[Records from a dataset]

####

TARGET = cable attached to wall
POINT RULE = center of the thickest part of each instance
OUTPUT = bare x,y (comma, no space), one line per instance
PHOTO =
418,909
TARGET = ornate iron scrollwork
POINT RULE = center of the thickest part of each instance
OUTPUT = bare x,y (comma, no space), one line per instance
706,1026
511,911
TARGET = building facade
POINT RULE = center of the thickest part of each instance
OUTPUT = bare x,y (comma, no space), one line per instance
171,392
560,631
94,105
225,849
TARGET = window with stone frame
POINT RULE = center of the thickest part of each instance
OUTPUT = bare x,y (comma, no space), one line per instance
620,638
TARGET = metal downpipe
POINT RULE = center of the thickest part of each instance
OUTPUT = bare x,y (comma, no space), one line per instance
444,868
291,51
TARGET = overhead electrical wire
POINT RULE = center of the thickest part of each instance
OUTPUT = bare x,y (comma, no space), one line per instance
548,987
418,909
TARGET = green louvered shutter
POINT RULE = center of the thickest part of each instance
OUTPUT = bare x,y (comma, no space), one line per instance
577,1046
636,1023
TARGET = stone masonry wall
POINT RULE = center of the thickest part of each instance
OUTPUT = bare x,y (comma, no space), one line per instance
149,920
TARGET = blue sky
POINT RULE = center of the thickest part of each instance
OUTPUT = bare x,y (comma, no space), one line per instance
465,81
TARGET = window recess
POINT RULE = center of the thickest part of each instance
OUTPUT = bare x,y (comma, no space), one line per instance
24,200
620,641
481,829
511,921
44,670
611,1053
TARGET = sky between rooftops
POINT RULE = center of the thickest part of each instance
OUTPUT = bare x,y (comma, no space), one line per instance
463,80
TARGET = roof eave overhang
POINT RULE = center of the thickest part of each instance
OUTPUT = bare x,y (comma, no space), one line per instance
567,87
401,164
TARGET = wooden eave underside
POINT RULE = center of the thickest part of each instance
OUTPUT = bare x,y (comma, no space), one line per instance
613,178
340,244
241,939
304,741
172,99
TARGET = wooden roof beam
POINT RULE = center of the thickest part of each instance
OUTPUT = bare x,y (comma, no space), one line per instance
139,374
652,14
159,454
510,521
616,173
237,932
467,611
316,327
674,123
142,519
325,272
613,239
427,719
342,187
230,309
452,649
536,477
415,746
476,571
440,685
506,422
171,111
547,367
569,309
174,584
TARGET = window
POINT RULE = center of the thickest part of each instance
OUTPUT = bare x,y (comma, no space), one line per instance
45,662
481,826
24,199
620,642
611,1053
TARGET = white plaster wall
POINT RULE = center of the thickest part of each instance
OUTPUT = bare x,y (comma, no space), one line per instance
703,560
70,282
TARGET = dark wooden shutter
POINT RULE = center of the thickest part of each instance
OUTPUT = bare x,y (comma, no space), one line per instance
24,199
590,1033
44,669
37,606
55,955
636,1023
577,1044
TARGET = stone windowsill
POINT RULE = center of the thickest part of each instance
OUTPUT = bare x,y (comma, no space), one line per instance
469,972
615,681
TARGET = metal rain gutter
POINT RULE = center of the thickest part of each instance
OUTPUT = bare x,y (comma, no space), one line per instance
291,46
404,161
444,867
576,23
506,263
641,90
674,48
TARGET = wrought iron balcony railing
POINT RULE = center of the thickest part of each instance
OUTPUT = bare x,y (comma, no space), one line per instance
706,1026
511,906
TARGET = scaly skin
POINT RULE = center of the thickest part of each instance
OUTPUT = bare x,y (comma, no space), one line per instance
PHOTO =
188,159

####

■ **TASK BRIEF**
The answer should consist of the lines from the first line of the entries through the line with "TARGET = building facade", copied exactly.

■ **ANSWER TO THIS TASK**
TARGET = cable attached to wall
POINT RULE = center of the thickest part of each instance
OUTPUT = bare x,y (comma, no space), one line per instance
PHOTO =
418,909
TARGET = ornate iron scrollwork
POINT RULE = center of the thickest part of each instance
OUTPUT = bare x,y (comma, no space), one line per instance
706,1026
511,911
TARGET = building facade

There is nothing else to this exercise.